Requirement: Please rewrite the items below with "giving" replaced by "listing" throughout, leaving everything else unchanged.

[Data records]
════════════════════
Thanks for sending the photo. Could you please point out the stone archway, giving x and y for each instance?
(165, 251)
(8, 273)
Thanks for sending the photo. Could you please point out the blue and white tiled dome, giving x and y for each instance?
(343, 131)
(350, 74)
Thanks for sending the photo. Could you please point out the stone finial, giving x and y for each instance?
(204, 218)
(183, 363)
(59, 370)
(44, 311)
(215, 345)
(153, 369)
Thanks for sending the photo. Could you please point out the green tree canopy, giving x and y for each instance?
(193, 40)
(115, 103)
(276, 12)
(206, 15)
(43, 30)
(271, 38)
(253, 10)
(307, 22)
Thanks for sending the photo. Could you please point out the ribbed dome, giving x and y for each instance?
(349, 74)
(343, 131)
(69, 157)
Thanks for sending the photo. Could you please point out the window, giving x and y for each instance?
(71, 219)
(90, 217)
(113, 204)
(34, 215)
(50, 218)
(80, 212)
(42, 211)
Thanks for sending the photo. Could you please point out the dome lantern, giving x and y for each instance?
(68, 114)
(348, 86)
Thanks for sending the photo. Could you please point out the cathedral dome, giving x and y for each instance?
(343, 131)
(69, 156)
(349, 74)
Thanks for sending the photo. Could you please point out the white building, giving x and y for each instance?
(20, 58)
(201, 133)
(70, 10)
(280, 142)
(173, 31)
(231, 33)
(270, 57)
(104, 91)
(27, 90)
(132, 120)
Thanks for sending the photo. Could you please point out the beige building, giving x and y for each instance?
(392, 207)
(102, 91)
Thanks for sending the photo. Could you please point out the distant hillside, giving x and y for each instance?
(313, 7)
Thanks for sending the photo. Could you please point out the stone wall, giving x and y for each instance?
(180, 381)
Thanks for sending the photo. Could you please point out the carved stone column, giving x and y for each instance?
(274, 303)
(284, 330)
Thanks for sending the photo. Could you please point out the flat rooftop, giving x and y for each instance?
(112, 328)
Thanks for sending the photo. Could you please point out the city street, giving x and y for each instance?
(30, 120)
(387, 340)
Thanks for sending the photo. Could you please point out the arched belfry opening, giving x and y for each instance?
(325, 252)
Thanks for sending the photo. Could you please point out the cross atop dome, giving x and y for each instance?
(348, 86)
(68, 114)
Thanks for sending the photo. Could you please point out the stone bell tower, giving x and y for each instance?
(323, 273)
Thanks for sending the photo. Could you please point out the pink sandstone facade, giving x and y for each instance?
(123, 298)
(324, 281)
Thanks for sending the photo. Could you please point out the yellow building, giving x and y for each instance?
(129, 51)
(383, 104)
════════════════════
Answer to this task:
Thanks for sending the photo. Could you please point out the stone archway, listing x and y for each instance?
(165, 251)
(8, 273)
Thanks for sending the photo. Could you please point out the blue and white tiled dome, listing x and y for each instance?
(343, 131)
(350, 74)
Thanks for sending the photo. Could you please point out the stone finial, listing x and y for each instance?
(204, 218)
(183, 363)
(59, 370)
(44, 311)
(215, 345)
(153, 369)
Thanks for sending the photo. Could you please point out the green tree canopy, listing x and y for each instance?
(193, 40)
(115, 103)
(276, 12)
(206, 15)
(43, 30)
(271, 38)
(253, 10)
(307, 22)
Thanks for sending the photo. Could you please point out the ribbed dome, listing x and y for each instance?
(349, 74)
(343, 131)
(69, 157)
Thanks for sending the photo. Could you please point out the window, listing x and y for each instance?
(71, 219)
(90, 217)
(113, 204)
(34, 215)
(50, 218)
(80, 212)
(42, 211)
Thanks for sending the photo. Could you please point out the dome lantern, listing x and y for each instance?
(68, 114)
(348, 86)
Thanks for sending the photo. Could you please point out the cathedral dome, listing x and y for each instance?
(343, 131)
(69, 156)
(349, 74)
Thanks for sending the photo. Could you please point out the white building, listing x and y for each instance?
(20, 58)
(201, 133)
(70, 10)
(280, 142)
(173, 31)
(231, 33)
(270, 57)
(104, 91)
(27, 90)
(132, 120)
Thanks for sending the photo. Could you please point out the beige building, listing x and y for each instance?
(392, 207)
(102, 91)
Thanks for sending the photo. Could you please point out the distant hillside, listing x and y for each instance?
(313, 7)
Thanks for sending the photo. Could you please point out the stone wall, listing x and y for each instance?
(180, 381)
Thanks for sending the photo. Could you please point out the carved stone column, listing x and y for each instance?
(274, 303)
(284, 330)
Thanks for sending the photo. Could you please point out the flat rooftop, listing x and y for each instance?
(112, 328)
Thanks for sending the photo. Could you please point out the city street, listing x and y for each instance?
(30, 120)
(387, 340)
Thanks for sending the photo. Could you please point out the arched belfry opening, listing x and y for each instance?
(325, 252)
Thanks for sending the photo. Could you please point out the cross atop dome, listing x and y for each instance?
(348, 86)
(68, 114)
Thanks for sending the photo. Could you please point out the stone bell tower, listing x and y for each instance?
(323, 273)
Thanks for sending the photo. Could you please point out the pink sandstone facade, listing x and y for each instance?
(123, 298)
(324, 281)
Thanks for sending the photo. Could you please point out the yellow building, listing x and y for each instance?
(129, 51)
(383, 104)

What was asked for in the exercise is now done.